Task to complete
In every one of the records below, change "Someone flagged" to "A reviewer marked" and leave everything else as it is. Don't include the pictures in your answer.

---------- Dataset records

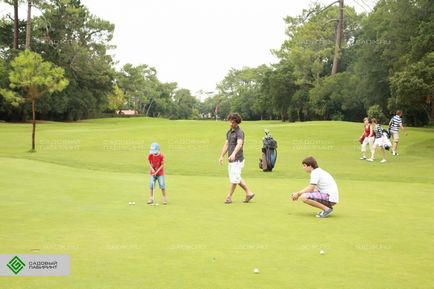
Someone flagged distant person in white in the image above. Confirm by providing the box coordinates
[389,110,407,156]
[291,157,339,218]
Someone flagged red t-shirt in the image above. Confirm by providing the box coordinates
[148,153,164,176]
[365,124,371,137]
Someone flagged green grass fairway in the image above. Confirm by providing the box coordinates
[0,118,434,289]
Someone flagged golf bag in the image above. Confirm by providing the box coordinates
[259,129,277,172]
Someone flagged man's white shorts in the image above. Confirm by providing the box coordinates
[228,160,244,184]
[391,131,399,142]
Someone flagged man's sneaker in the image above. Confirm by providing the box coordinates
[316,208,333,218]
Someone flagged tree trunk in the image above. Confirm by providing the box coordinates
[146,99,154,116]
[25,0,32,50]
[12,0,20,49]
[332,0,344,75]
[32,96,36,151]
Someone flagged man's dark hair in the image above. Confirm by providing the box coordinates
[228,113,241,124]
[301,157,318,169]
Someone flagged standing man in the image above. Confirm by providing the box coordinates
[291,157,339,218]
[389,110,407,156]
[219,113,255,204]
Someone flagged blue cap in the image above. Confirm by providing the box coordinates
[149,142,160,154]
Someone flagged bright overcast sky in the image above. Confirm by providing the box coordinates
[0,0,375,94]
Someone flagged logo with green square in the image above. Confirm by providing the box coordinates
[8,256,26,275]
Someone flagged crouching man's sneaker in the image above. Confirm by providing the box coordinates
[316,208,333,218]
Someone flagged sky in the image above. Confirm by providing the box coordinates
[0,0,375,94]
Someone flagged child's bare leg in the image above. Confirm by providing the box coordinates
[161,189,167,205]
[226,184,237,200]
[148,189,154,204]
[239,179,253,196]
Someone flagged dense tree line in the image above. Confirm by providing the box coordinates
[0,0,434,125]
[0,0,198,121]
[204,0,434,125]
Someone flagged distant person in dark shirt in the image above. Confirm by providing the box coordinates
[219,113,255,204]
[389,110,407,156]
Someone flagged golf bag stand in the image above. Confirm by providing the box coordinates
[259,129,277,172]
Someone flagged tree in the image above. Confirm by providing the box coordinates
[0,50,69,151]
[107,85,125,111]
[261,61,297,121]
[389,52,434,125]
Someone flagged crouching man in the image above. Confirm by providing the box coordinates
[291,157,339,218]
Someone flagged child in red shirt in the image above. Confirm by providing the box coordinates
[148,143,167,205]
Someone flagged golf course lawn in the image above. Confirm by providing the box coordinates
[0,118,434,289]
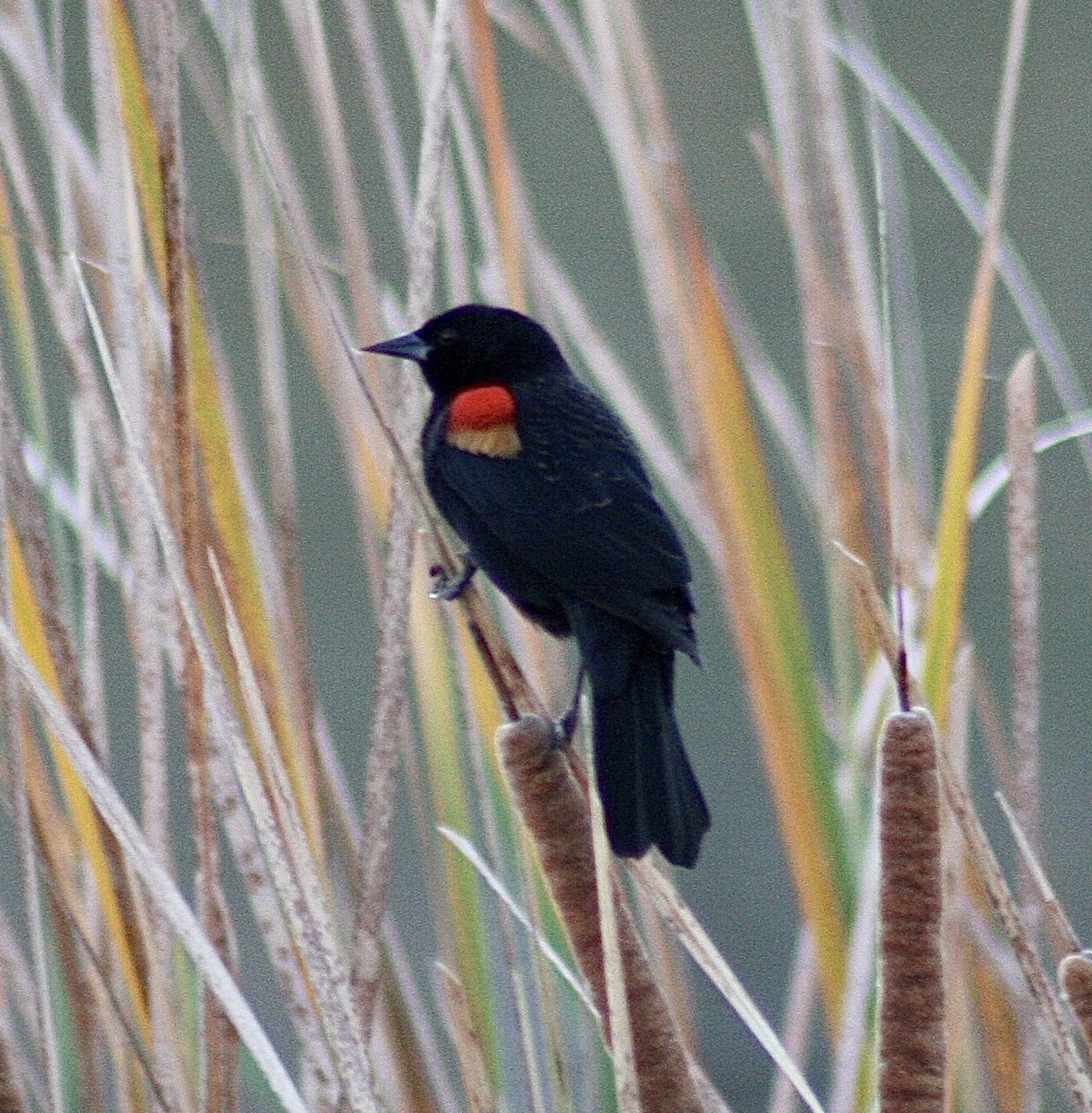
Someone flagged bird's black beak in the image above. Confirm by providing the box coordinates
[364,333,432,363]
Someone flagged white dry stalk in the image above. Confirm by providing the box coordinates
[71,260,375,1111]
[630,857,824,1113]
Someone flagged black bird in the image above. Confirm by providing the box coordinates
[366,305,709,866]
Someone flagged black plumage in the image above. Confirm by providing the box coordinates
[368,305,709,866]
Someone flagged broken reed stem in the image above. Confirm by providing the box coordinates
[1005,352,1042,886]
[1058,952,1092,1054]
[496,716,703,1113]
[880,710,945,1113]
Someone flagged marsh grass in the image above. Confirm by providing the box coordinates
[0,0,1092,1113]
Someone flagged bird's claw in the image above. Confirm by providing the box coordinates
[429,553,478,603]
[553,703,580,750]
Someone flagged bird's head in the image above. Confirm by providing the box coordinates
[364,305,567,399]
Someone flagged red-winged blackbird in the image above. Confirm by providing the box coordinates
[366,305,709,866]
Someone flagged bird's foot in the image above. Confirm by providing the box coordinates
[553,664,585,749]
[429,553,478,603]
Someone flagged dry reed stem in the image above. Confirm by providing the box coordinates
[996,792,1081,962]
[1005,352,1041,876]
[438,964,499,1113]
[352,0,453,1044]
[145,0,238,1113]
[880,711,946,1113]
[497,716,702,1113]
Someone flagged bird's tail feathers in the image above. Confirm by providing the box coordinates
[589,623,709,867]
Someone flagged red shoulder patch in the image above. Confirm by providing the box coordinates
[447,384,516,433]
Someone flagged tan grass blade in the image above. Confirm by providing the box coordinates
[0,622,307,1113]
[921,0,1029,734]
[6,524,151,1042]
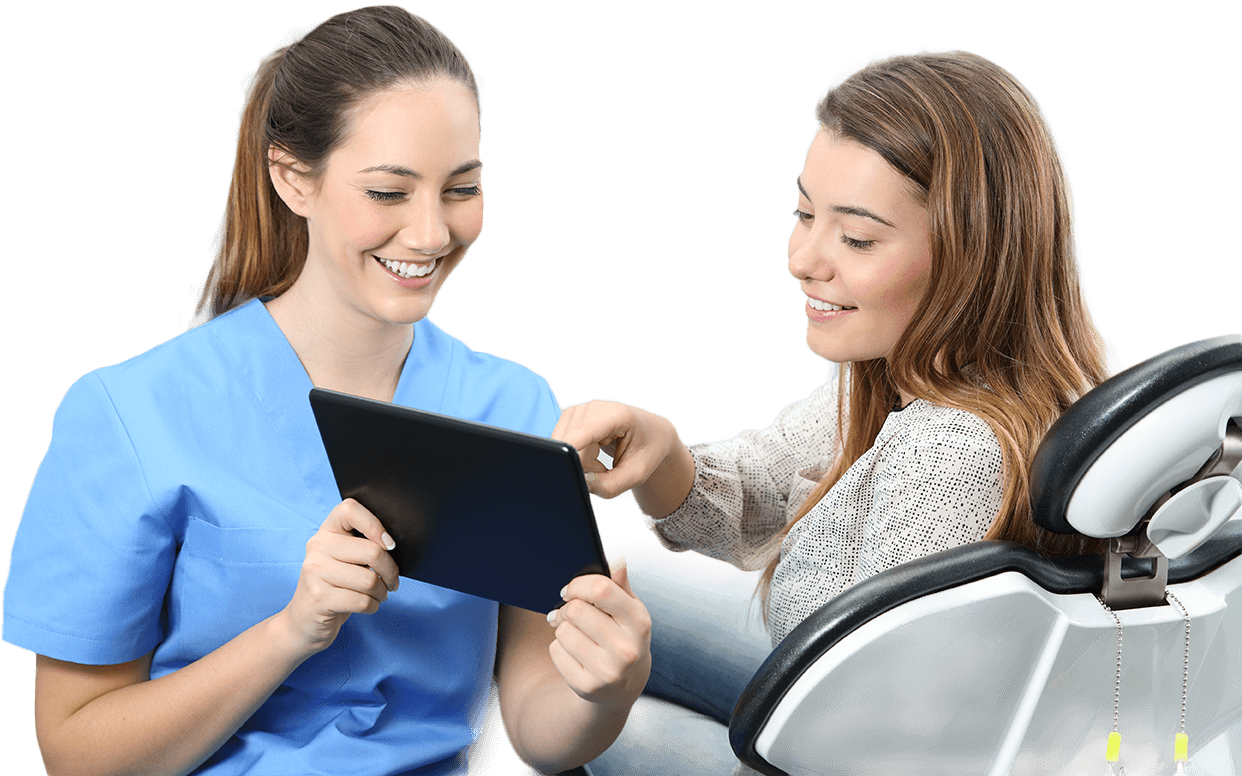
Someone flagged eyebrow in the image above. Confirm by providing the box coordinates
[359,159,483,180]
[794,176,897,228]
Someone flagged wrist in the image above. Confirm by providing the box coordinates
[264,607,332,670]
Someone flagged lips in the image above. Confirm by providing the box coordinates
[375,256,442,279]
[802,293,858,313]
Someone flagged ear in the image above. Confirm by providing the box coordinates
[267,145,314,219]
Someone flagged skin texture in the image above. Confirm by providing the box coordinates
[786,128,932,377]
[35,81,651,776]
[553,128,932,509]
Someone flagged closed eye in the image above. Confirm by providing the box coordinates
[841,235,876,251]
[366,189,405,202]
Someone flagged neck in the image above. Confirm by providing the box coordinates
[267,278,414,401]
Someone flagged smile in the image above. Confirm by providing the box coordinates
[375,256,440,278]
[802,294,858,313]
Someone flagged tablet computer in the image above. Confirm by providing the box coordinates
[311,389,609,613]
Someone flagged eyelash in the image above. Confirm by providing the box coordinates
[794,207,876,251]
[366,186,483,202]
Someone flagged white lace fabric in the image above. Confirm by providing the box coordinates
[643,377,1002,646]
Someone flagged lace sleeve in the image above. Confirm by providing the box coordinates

--------------------

Result of this exercise
A reviewer marked distant person in white in the image above. Confirm by providing the box coordinates
[389,110,407,156]
[291,157,339,218]
A reviewer marked red t-shirt in the image above. Confirm by providing the box coordinates
[148,153,164,176]
[365,124,371,137]
A reviewer marked green grass fairway in the image above. Confirm by providing the box coordinates
[0,118,434,289]
A reviewer marked golf bag in the image above. Confirm by providing the box coordinates
[259,129,277,172]
A reviewer marked man's white shorts in the image above. Confirm by providing the box coordinates
[228,160,244,184]
[391,131,399,142]
A reviewer marked man's sneaker in the image above. Confirm by providing the box coordinates
[316,208,333,218]
A reviewer marked tree trunk in the image above. Confirm by providing the box coordinates
[146,99,154,116]
[25,0,32,50]
[12,0,20,49]
[332,0,344,75]
[32,96,36,151]
A reviewer marked man's dark hair in the image above. Confirm by providing the box coordinates
[228,113,241,124]
[301,157,318,169]
A reviewer marked standing man in the image above. Confirm by providing the box coordinates
[291,157,339,218]
[389,110,407,156]
[219,113,255,204]
A reviewer marked blue cap in the image above. Confirm by providing the box coordinates
[149,142,160,154]
A reviewer marked bright overcast sky in the image above. Confirm by providing the box coordinates
[0,0,375,94]
A reviewer marked logo with green square in the image above. Confirm by providing the box coordinates
[8,256,26,275]
A reviewer marked crouching man's sneaker in the image above. Confirm by providing the box coordinates
[316,208,333,218]
A reviewer marked sky in the image above. Confirm by providing the box coordinates
[0,0,375,94]
A reviewer marked child's bare leg in the image above. Confirm by providing the box coordinates
[161,189,167,205]
[226,184,237,200]
[148,189,154,204]
[239,179,253,196]
A reviewer marked dense tree line in the image above. Confirm by providing the box coordinates
[0,0,434,125]
[0,0,198,121]
[204,0,434,125]
A reviewer marked distant person in dark shirt in the image above. Confirm by providing the box coordinates
[219,113,255,204]
[389,110,407,156]
A reviewer marked golf bag stand in the image above. Confirm by providing the box coordinates
[259,129,277,172]
A reviewer marked tree in the image above. Confirm by providing the box coordinates
[0,50,69,151]
[107,85,125,111]
[261,61,297,121]
[389,52,434,125]
A reviewer marked crouching man in the image above. Confirm by providing the box coordinates
[291,157,339,218]
A reviewer marked child in red shirt in the image above. Confirm by providing the box coordinates
[148,143,167,205]
A reviewer marked golf course lawn in the image above. Confirm by providing the box coordinates
[0,118,434,289]
A reviewer marked bird's black beak in the image above. Confirm by providing the box coordinates
[364,333,432,363]
A reviewer marked white dry stalk in the image above. Confirm by providing the box coordinates
[71,260,375,1111]
[630,857,824,1113]
A reviewer marked black bird in the image above. Confirm by providing the box coordinates
[366,305,709,866]
A reviewer marked black plumage in the image above. Confirm by providing the box coordinates
[368,305,709,866]
A reviewer marked broken reed stem in the image above. Confirm by providing the box coordinates
[1005,352,1042,886]
[1058,952,1092,1054]
[496,716,703,1113]
[880,710,945,1113]
A reviewer marked marsh grass in the image above. Confirm by providing the box coordinates
[0,0,1092,1113]
A reviewer marked bird's claw in the image above. Confirm by providing the box coordinates
[429,553,478,603]
[553,703,580,750]
A reviewer marked bird's head in the image above. Confirm by providing the box coordinates
[364,305,567,399]
A reviewer marked red-winged blackbird in the image above. Confirm by providing the box coordinates
[366,305,709,866]
A reviewer marked bird's foot in the image above. Confirm by providing the box coordinates
[553,664,585,749]
[429,553,478,603]
A reviewer marked dry reed stem in the image above. Confirm by providing the box coordinates
[996,792,1081,962]
[1005,352,1041,876]
[438,964,499,1113]
[352,0,453,1044]
[145,0,238,1113]
[880,711,946,1113]
[497,716,702,1113]
A reviewer marked bird's tail feathers in the image above. Confirm by providing the box coordinates
[589,623,709,867]
A reviewer marked red shoulder patch in the image above. Confirm by providing the box coordinates
[447,384,516,433]
A reviewer marked tan grass blade in the image above. Confirm by providing the box coordinates
[0,622,307,1113]
[921,0,1029,734]
[6,524,151,1042]
A reviewer marked eyebrow in the image above. Confirm by providing the box coordinates
[359,159,483,180]
[794,176,897,228]
A reviewer marked wrist in the image above. Confirm by providing the box coordinates
[264,607,332,670]
A reviewer marked lips in the image above. Confirm by providing the box coordinates
[375,256,442,279]
[802,293,858,313]
A reviewer marked ear in the image above. Confirm by providing the box coordinates
[267,145,314,219]
A reviewer marked skin texture in the image above. Confirm by providing the box coordinates
[786,128,932,377]
[35,81,651,776]
[553,128,932,509]
A reviewer marked closed eye in the image above. Confirm by providing the box coordinates
[841,235,876,251]
[366,189,405,202]
A reviewer marked neck in the image above. Confirm by providing the box coordinates
[267,278,414,401]
A reviewer marked smile in the image above. Confirm by providing the box coordinates
[375,256,440,278]
[802,294,858,313]
A reviewer marked tablet computer in the image above. Confirm by providing the box coordinates
[311,389,609,613]
A reviewer marked eyelash in the image above. Confirm by providing the box coordinates
[794,207,876,251]
[366,186,483,202]
A reviewer marked white lace fabric in the image above. Confirm by providing the box coordinates
[643,377,1002,646]
A reviewer marked lace sleeve in the image above. Confirm by providing the box coordinates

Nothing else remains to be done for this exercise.